▶ _Instructions for the task_
Reproduce the items below with every "Kindly" swapped for "Please", keeping all other text the same.

▶ _Input for this task_

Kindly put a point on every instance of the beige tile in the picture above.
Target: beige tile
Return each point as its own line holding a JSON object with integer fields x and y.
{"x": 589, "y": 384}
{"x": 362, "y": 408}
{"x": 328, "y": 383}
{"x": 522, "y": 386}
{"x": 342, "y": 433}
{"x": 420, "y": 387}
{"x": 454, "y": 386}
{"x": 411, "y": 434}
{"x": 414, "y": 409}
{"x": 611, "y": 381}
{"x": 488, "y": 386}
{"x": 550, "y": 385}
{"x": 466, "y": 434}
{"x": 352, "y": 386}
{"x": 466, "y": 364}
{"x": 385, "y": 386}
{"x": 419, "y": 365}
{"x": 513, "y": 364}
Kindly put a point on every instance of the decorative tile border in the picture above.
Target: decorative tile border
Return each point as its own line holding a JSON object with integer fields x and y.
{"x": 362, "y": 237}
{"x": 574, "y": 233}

▶ _Solution to the problem_
Please put a point on every instance of the beige tile in the picture above.
Target: beige tile
Return each point as its own line holding a JSON object with integer fields x and y.
{"x": 589, "y": 384}
{"x": 362, "y": 408}
{"x": 328, "y": 383}
{"x": 522, "y": 386}
{"x": 342, "y": 433}
{"x": 420, "y": 387}
{"x": 454, "y": 386}
{"x": 411, "y": 434}
{"x": 414, "y": 409}
{"x": 611, "y": 381}
{"x": 488, "y": 386}
{"x": 550, "y": 385}
{"x": 466, "y": 434}
{"x": 352, "y": 386}
{"x": 466, "y": 364}
{"x": 385, "y": 386}
{"x": 419, "y": 365}
{"x": 513, "y": 364}
Please put a point on every instance of the decorative tile border in the picture above.
Target: decorative tile border
Return each point as its own line holding a JSON object with integer fields x and y.
{"x": 362, "y": 237}
{"x": 574, "y": 233}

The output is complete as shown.